Print every line below that comes at or after the line containing "Where can the banner", exactly as written.

────────────────────────────────────────

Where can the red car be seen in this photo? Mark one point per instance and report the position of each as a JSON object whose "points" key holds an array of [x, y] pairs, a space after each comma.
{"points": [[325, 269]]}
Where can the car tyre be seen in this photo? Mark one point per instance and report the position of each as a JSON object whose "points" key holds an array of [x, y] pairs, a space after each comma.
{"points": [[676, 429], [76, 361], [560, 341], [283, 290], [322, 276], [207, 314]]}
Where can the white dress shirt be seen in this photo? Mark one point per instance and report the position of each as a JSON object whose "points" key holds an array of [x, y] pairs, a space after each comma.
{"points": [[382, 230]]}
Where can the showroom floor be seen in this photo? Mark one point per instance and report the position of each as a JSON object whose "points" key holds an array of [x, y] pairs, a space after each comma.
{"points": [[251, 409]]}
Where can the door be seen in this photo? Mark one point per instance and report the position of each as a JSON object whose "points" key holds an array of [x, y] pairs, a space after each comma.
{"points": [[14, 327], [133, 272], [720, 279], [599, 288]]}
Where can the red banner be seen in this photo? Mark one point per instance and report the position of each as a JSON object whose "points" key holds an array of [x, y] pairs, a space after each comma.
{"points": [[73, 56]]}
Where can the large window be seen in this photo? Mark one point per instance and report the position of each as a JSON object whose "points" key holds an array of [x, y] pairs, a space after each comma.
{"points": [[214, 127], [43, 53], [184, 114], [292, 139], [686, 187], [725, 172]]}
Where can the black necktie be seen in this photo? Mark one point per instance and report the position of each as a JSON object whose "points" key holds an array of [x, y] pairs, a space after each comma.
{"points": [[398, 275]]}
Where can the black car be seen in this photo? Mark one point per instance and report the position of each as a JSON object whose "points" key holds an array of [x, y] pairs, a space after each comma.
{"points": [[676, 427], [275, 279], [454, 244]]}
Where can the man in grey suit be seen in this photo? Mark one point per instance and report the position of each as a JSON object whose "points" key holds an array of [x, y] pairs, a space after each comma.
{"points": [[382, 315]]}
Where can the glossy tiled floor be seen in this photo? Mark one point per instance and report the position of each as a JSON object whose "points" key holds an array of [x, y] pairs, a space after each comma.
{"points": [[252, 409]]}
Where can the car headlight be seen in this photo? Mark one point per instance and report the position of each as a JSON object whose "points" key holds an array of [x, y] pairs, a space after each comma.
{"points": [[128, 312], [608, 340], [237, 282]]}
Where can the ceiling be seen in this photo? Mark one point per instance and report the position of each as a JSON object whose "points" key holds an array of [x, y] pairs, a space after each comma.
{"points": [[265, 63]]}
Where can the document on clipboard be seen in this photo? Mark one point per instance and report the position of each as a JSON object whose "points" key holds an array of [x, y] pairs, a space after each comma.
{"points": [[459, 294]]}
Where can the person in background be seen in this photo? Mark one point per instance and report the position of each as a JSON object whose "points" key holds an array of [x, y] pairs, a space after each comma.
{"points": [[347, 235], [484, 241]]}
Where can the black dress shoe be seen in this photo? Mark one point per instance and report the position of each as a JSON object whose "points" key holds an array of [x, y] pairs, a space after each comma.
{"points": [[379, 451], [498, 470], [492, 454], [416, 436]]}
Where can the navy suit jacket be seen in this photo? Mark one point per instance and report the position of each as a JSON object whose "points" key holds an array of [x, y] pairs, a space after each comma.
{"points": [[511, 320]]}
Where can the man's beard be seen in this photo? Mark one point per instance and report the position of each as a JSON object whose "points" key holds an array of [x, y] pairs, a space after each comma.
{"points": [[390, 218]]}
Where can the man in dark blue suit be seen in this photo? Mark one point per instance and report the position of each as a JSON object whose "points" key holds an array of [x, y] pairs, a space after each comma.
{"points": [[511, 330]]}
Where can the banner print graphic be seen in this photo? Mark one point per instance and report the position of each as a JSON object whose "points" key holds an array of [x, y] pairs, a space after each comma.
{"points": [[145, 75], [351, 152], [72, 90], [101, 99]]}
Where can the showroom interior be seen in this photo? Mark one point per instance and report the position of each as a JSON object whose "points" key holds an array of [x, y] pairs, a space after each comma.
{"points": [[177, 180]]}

────────────────────────────────────────

TASK OUTPUT —
Where can the banner print graphic be seen in this photo? Mark one point per instance and report the position of each as a JSON object whose "points" key holds an array of [x, y] pairs, a space after each comma.
{"points": [[145, 75], [351, 152], [72, 90], [101, 99]]}
Where can the showroom interior be seen in this photo? Mark one point per instance and report the position of each as a JSON object whose "points" key holds an array of [x, y] pairs, a space after each comma.
{"points": [[177, 180]]}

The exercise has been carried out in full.